### Work to complete
Write out the passage of the Ruby developer meeting notes below, starting at "do something soon" and ending at "storage implicitly dup’ed?".

### Text extract
-=-=-=-=-

DevMeeting-2022-12-01

https://bugs.ruby-lang.org/issues/19074

DateTime and location

~~2022/11/17 (Thu) 13:00-17:00 JST @ Online~~
-> 2022/12/01 (Thu) 13:00-17:00 JST @ Online

Next Date

2022/12/15 (Thu) 13:00-17:00 JST @ Online

Announce

About release timeframe

do something soon
rc1 in a week

Ordinary tickets

[Feature #19078] Introduce `Fiber#storage` for inherited fiber-scoped variables. (ioquatix)

Updated based on feedback, is it acceptable?

Preliminary discussion:

ko1: Is the storage implicitly dup’ed?
mame: It looks like the patch does so.
- samuel: it’s explicitly duped. The internal storage is not exposed, but the hash assignment and accessor is provided for convenience.
mame: Is the key a Symbol? or non-Symbol instance can be also used?
- samuel: we decided symbol key only.
- mame: +1
- samuel: @key = :"#{self.class}-#{self.object_id}" Symbol.gensym -> unique symbol.
- samuel: Currently Thread.current["foo"] is allowed. Is it okay to allow a String for Fiber.
- Thread.current[obj] == Thread.current[obj.to_s]
mame: Does fiber.storage= clear elements? fib[:foo] = 1; fib.storage = {}; fib[:foo] #=> ?

-=-=-=-=-

### Dataset
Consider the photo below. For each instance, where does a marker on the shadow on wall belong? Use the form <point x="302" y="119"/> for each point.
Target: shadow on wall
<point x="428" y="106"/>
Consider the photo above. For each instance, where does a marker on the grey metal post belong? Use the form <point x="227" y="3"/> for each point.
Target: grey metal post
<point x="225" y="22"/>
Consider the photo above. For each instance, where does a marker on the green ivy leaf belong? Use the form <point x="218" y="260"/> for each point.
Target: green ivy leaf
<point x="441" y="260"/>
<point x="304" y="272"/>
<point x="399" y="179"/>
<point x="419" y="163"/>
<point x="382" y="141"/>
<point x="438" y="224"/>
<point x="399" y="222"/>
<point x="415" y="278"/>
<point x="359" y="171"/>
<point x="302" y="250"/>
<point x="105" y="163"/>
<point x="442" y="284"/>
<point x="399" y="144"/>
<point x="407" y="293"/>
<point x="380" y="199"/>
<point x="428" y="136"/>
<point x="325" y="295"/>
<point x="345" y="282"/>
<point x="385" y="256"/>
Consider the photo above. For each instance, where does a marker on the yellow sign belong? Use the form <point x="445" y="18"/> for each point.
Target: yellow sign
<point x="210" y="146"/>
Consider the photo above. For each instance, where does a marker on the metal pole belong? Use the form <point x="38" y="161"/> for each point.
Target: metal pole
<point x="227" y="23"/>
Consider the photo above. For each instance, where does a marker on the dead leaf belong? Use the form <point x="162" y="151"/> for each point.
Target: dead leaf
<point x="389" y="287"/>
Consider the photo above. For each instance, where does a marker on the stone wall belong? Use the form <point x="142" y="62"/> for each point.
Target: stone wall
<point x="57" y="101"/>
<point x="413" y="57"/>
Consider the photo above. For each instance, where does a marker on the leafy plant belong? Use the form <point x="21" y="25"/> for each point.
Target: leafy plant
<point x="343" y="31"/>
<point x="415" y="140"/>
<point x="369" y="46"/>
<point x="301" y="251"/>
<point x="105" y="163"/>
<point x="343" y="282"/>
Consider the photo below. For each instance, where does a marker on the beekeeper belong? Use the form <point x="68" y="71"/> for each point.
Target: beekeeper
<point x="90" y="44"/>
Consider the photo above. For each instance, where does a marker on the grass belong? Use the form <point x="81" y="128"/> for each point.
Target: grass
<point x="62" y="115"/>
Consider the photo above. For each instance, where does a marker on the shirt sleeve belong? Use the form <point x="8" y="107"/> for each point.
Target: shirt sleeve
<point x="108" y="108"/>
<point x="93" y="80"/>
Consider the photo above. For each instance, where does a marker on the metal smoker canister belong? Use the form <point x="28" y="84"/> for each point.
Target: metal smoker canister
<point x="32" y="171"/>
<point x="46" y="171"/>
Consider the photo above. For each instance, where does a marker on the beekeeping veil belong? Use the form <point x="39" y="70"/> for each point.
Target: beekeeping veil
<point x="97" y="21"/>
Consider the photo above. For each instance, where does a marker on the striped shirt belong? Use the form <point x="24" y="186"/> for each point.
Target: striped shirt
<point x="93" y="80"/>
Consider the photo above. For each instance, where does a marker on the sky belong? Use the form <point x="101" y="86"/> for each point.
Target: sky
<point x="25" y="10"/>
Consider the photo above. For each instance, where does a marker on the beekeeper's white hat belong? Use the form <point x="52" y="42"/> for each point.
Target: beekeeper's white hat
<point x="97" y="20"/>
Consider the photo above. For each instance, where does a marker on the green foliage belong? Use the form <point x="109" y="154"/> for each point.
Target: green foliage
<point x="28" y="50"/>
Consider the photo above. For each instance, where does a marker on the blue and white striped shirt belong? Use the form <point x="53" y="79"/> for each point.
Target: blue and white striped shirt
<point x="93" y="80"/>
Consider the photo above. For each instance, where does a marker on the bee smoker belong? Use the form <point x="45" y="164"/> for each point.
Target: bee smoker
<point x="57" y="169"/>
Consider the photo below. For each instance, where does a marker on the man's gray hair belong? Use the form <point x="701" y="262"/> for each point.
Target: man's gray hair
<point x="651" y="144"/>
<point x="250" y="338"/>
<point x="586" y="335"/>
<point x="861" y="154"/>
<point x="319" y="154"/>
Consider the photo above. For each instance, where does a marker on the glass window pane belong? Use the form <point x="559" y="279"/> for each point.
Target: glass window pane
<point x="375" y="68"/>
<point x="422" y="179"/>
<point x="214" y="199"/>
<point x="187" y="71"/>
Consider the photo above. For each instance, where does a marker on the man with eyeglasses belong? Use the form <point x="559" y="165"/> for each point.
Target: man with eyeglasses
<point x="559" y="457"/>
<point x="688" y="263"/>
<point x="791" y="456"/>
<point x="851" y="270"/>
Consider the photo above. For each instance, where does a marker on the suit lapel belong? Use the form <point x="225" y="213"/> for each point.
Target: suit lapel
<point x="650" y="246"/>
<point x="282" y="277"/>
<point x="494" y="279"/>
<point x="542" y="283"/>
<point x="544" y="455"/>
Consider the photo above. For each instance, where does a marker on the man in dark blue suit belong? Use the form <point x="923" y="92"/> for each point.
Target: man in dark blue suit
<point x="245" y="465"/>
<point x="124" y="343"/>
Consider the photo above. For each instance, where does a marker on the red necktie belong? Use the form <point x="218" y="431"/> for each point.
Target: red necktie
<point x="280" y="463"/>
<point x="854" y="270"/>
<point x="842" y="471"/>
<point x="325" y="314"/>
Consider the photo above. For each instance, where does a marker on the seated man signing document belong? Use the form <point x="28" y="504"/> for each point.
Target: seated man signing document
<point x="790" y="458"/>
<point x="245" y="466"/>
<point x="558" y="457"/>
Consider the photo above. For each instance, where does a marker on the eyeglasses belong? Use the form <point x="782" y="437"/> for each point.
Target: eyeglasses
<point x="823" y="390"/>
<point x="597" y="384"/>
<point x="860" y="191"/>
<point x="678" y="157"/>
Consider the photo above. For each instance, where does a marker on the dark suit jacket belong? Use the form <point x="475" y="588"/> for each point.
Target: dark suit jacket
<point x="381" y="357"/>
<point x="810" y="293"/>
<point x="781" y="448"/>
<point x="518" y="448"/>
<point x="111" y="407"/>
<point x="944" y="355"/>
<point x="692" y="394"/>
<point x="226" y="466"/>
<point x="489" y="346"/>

-=-=-=-=-

### Solved problem
do something soon
rc1 in a week

Ordinary tickets

[Feature #19078] Introduce `Fiber#storage` for inherited fiber-scoped variables. (ioquatix)

Updated based on feedback, is it acceptable?

Preliminary discussion:

ko1: Is the storage implicitly dup’ed?